Passage given:
# Sanding acrylic undercoat



## mv8710 (Jul 28, 2010)

Do you sand acrylic undercoat?
I do if there are bits in the paint but what other reason would you sand undercoat?


----------



## ReNt A PaInTeR (Dec 28, 2008)

Are you focking serious?


----------



## robladd (Nov 22, 2010)

RAP I believe there is some communication break down here. Somebody from another country that says "sands" could be interpreted as
a deep, hard sanding.

He probably has a different term than sand for undercoat. I know when I sand undercoat I don't give it a full sand more a wipe or like Scott from VP says a "scuff" sand.

Different strokes for different strokes or how about different lingo from the dingo down under.


----------



## ReNt A PaInTeR (Dec 28, 2008)

I'm sorry I thought I was on US painter's forum


----------



## BrushJockey (Mar 15, 2009)

Its amazing , but the interweb knows no boundaries!


----------



## ExcelPaintingCo (Apr 16, 2011)

For example, BM 046, levels out really nice. I just give it a quick once over. It doesn't seem to create much powder, basically sand to knock of the horns. I don't miss the clouds and piles of dust. Plus the finsih coat still comes out nice. Just another benefit of using the new low-voc waterbornes.

If I really need a perfect finish, I will stick to an oil primer that sands. Most people won't notice the difference on the final coat though.


----------



## daArch (Mar 15, 2008)

Gee I thought sanding ANY base was passé.

Yesterday I was rinsing the woodwork next to a strip I just hung. I saw what looked like some dried paste (which I could not figure out why it was dried). I kept washing and washing and it wouldn't budge. I finally looked closely and it was dried paste that had been PAINTED over.

Too often as I am washing trim, the newly laid paint peels off to reveal a gloss surface underneath.

Provided data:
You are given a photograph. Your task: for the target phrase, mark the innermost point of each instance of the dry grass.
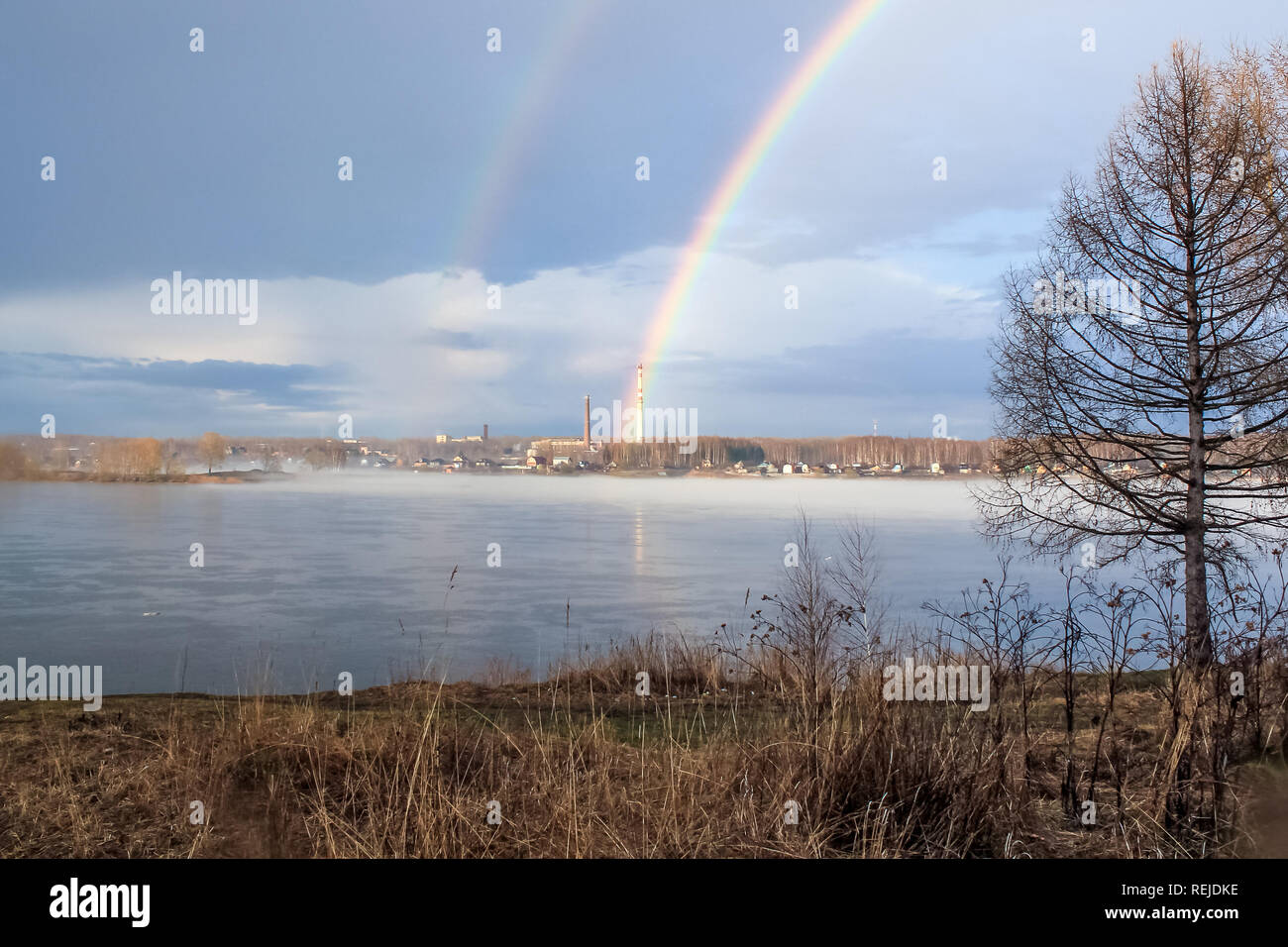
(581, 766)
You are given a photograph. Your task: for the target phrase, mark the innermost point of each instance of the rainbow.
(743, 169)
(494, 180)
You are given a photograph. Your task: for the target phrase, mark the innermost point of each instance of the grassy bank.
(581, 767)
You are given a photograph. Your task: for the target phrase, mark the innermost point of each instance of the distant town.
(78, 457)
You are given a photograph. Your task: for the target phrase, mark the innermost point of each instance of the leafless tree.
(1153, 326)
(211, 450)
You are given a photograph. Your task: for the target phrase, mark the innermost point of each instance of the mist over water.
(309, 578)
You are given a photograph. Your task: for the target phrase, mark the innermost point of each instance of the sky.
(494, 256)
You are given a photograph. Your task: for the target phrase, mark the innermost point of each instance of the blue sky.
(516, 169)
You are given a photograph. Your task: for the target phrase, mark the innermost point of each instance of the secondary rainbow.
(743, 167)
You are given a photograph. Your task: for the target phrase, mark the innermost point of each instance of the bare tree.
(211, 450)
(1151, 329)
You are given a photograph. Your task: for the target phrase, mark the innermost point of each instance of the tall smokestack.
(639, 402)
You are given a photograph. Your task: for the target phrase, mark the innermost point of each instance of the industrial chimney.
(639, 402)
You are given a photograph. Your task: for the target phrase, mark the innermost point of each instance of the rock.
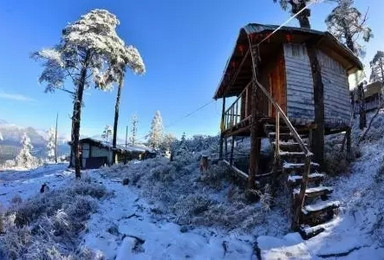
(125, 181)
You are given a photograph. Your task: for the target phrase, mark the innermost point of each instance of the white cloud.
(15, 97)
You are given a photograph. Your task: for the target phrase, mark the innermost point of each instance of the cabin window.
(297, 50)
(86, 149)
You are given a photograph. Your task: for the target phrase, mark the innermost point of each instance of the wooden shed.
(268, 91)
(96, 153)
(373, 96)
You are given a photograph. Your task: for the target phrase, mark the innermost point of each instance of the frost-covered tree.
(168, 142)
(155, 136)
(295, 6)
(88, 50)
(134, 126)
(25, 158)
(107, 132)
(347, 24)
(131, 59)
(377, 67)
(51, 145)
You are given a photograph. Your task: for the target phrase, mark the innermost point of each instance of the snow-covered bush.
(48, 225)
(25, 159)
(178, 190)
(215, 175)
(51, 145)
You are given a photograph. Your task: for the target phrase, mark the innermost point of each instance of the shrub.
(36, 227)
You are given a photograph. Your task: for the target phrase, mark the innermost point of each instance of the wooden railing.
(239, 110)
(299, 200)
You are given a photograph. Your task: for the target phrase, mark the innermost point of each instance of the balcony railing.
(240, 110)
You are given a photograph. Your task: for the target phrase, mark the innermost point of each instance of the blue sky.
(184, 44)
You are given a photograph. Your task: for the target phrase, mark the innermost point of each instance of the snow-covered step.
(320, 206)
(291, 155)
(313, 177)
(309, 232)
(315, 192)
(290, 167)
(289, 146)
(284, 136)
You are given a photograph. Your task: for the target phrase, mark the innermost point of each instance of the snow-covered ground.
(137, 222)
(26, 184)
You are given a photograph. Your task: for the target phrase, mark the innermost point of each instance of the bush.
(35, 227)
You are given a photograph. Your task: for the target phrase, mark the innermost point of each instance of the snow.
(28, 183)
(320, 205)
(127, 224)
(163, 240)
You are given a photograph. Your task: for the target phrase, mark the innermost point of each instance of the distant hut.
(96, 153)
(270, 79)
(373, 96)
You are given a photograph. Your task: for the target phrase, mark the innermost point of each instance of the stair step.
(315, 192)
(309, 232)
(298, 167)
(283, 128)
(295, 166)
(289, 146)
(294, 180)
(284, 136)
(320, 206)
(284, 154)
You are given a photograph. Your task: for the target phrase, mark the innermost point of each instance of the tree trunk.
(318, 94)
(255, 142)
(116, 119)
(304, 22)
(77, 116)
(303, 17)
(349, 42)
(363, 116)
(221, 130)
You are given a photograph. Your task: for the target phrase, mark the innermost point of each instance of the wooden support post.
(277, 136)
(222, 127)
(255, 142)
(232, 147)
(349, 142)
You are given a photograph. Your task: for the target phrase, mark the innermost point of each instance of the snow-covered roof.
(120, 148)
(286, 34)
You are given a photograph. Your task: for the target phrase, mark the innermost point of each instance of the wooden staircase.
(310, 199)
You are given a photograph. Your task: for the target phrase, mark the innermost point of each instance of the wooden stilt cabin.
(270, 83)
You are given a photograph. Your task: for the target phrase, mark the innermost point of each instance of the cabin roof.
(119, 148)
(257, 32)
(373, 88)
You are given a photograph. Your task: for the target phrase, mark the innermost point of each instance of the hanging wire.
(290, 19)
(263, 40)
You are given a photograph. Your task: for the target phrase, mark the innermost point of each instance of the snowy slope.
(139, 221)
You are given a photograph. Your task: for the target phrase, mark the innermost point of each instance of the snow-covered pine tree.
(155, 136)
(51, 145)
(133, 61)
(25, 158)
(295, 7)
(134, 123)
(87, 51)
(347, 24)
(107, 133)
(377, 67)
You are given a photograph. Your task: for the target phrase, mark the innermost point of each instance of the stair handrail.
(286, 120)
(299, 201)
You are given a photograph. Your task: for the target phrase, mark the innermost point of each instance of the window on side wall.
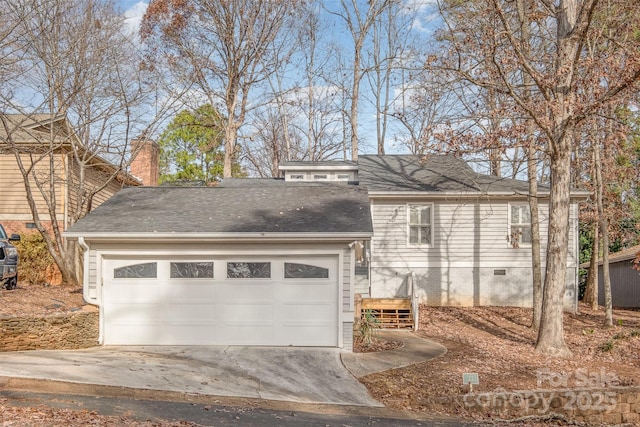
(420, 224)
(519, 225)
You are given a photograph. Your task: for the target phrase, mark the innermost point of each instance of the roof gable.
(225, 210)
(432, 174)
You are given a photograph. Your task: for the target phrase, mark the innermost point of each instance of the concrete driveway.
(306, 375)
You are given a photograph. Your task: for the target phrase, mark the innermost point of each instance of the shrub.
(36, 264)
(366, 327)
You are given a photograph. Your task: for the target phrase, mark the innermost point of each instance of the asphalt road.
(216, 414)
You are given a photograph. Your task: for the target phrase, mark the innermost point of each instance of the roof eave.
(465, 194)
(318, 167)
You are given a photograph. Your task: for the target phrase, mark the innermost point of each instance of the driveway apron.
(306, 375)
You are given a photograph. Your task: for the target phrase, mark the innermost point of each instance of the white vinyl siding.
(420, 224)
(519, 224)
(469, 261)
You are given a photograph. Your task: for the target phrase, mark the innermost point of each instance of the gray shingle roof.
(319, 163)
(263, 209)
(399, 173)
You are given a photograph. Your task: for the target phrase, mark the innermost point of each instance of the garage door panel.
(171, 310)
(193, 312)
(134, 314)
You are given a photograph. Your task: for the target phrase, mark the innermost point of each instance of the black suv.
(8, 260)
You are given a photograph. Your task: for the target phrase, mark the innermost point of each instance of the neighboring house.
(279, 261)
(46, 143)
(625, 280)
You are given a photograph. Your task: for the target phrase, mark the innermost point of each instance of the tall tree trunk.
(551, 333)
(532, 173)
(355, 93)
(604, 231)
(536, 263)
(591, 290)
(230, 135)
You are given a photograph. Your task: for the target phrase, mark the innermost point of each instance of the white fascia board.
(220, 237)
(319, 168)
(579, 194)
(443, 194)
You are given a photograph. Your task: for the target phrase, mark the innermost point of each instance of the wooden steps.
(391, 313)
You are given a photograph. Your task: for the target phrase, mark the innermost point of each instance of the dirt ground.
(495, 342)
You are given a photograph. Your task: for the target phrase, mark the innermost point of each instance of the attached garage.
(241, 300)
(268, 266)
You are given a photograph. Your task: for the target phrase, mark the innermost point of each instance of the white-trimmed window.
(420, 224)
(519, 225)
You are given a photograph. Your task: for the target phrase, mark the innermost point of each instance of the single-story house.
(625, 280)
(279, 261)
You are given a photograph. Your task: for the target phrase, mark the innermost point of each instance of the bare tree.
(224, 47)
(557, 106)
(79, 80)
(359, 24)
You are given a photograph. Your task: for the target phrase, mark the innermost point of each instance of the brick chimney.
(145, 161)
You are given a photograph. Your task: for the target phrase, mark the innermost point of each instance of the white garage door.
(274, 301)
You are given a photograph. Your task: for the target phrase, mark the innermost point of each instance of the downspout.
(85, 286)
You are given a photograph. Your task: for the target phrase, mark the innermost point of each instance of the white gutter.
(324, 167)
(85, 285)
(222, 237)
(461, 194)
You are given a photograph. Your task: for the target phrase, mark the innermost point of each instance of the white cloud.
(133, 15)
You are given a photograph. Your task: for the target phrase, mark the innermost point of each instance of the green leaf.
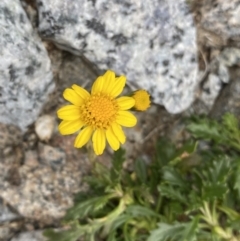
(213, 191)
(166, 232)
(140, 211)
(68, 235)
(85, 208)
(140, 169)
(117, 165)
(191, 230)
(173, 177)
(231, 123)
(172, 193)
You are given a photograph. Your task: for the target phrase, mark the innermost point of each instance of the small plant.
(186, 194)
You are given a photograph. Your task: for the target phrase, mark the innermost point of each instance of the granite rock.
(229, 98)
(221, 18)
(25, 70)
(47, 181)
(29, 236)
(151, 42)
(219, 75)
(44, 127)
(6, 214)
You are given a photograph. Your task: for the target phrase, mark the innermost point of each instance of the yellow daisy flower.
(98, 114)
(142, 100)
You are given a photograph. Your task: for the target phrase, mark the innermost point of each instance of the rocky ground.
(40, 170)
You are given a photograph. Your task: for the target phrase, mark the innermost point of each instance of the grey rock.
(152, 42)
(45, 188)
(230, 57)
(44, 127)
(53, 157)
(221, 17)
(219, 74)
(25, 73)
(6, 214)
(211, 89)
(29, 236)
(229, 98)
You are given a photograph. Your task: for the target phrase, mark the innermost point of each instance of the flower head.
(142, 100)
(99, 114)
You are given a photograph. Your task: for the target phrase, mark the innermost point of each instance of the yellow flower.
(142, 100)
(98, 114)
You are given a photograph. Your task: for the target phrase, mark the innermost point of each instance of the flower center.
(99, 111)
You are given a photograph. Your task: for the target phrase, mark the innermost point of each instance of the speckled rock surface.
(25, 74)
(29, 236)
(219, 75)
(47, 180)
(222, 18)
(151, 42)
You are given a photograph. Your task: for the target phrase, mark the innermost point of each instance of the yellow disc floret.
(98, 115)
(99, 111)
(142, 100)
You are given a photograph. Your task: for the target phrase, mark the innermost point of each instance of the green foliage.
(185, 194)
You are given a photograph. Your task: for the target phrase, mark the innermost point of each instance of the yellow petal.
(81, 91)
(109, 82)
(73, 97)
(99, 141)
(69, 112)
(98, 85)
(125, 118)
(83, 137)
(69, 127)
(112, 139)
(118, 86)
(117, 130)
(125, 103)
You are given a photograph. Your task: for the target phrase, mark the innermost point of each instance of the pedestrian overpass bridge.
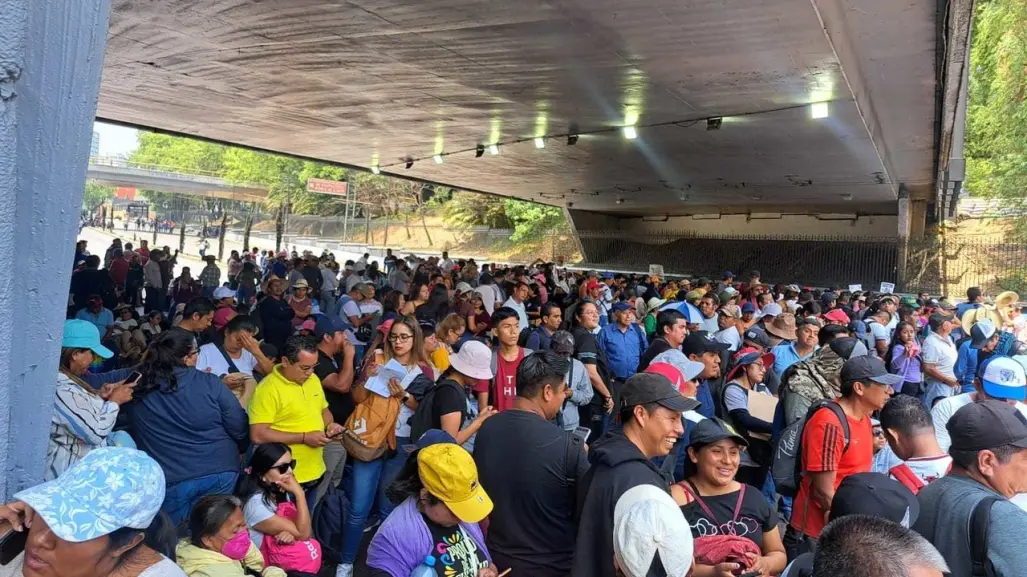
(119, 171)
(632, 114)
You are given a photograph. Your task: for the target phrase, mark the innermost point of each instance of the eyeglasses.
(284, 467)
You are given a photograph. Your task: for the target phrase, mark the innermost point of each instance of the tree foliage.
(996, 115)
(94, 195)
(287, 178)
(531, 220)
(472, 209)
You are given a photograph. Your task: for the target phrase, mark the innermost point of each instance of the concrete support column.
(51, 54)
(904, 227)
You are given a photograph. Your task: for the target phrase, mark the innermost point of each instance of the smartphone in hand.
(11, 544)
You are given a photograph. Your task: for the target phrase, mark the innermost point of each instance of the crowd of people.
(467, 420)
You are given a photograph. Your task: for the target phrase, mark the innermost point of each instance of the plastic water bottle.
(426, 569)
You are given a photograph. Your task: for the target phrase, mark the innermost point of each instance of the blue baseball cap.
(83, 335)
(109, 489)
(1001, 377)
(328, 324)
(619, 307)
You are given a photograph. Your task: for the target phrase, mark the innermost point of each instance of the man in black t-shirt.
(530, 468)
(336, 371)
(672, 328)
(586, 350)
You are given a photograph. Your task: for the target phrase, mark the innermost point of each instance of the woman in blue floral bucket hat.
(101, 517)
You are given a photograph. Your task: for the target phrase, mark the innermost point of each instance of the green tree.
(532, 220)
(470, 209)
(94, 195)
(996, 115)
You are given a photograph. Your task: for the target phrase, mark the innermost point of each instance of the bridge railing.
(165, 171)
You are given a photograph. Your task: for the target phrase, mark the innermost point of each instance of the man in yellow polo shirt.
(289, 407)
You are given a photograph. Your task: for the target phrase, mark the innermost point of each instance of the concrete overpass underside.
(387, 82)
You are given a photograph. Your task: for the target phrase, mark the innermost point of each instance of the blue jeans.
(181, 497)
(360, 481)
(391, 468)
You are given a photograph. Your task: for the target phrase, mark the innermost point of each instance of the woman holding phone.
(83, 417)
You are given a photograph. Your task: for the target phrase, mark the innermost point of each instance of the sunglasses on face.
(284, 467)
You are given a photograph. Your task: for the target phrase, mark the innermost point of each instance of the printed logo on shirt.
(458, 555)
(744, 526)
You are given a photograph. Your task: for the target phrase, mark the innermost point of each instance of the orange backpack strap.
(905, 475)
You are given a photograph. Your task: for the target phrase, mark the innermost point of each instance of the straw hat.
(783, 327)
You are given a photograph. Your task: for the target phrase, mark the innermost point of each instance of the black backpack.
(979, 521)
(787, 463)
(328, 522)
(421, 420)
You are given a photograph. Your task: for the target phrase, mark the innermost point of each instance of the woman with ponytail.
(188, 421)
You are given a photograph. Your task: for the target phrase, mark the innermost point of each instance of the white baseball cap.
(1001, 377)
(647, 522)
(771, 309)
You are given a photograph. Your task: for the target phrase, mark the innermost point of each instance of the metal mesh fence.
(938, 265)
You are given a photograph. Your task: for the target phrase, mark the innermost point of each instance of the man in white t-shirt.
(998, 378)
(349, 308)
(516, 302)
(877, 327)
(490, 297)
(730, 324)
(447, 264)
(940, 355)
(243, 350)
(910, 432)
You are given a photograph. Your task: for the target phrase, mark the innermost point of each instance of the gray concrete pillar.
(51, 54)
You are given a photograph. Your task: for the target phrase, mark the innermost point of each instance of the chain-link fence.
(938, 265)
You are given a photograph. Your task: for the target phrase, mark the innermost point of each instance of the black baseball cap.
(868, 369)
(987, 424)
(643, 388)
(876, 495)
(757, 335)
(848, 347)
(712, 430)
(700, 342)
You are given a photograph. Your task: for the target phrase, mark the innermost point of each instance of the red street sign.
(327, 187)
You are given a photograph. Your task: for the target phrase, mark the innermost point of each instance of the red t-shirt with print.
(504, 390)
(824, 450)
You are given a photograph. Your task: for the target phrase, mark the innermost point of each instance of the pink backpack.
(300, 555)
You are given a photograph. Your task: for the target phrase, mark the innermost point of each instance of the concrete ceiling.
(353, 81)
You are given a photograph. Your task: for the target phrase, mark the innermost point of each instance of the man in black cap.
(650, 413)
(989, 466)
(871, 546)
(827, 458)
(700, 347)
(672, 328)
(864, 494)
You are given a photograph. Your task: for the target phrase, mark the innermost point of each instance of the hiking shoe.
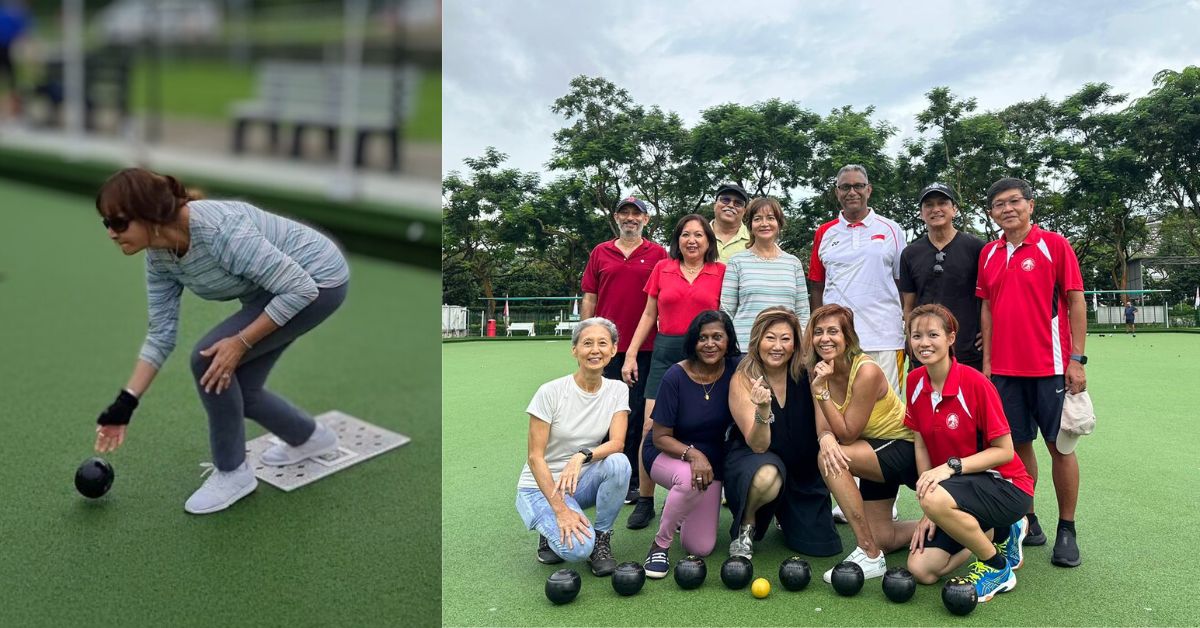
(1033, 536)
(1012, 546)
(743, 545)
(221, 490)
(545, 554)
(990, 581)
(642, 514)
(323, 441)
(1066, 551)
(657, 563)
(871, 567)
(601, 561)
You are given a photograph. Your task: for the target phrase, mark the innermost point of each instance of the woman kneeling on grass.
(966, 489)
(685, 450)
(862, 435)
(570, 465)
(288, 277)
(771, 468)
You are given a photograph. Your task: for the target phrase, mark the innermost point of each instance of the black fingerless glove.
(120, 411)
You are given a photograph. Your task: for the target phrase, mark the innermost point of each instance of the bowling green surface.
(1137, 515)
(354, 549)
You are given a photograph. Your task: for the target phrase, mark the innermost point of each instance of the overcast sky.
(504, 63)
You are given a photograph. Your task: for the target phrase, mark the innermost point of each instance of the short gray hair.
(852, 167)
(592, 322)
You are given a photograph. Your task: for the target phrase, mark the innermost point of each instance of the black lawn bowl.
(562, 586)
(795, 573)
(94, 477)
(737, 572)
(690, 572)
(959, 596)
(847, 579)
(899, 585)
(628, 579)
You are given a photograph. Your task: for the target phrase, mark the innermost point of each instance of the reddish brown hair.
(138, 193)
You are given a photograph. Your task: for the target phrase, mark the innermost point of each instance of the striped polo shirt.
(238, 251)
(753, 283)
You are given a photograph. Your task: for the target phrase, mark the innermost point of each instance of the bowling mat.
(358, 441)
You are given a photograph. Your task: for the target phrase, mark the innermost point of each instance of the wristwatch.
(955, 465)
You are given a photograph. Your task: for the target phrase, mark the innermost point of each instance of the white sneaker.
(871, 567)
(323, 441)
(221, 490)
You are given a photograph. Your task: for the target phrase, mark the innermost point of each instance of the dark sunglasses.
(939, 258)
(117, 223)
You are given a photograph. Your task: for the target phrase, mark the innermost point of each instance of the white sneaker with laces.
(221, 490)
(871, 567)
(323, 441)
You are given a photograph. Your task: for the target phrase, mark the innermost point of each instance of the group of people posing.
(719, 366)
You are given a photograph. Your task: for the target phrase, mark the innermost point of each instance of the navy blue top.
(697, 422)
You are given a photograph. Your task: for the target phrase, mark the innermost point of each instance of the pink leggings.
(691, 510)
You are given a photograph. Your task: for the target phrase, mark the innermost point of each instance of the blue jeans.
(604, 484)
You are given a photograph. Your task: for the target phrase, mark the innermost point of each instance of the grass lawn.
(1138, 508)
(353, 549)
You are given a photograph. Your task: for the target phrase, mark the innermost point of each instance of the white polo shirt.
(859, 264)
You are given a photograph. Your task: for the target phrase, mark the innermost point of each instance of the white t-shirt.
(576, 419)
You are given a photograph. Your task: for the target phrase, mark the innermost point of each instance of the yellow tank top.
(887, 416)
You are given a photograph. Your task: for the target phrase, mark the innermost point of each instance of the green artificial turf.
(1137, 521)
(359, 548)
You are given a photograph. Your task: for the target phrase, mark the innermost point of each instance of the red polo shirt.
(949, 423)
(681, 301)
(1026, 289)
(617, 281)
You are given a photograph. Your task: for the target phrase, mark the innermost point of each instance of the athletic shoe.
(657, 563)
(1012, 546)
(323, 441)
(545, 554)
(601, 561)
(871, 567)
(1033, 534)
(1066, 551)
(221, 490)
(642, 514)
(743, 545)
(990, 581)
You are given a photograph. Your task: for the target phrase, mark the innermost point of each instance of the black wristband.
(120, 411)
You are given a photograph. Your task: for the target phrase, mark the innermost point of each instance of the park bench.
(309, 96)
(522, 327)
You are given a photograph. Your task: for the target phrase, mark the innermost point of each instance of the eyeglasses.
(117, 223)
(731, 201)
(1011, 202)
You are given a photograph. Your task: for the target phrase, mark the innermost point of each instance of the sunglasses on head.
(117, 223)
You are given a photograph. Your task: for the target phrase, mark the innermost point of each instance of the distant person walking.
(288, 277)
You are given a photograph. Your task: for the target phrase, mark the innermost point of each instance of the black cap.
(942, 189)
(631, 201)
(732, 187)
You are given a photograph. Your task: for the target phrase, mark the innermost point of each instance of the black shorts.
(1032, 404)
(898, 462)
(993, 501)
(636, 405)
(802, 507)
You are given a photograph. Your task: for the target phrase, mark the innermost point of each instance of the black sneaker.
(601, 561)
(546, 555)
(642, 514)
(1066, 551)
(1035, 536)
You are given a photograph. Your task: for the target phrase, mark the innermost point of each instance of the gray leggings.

Requirements:
#1 In the thread about sanding acrylic undercoat, translate this sentence into Spanish: "If I really need a perfect finish, I will stick to an oil primer that sands."
#2 Quote the part of the sanding thread starting at "Gee I thought" and ending at "gloss surface underneath.".

Exercise answers:
#1 Si de verdad necesito un acabado perfecto, me quedo con una imprimación al aceite que se pueda lijar.

#2
Gee I thought sanding ANY base was passé.

Yesterday I was rinsing the woodwork next to a strip I just hung. I saw what looked like some dried paste (which I could not figure out why it was dried). I kept washing and washing and it wouldn't budge. I finally looked closely and it was dried paste that had been PAINTED over.

Too often as I am washing trim, the newly laid paint peels off to reveal a gloss surface underneath.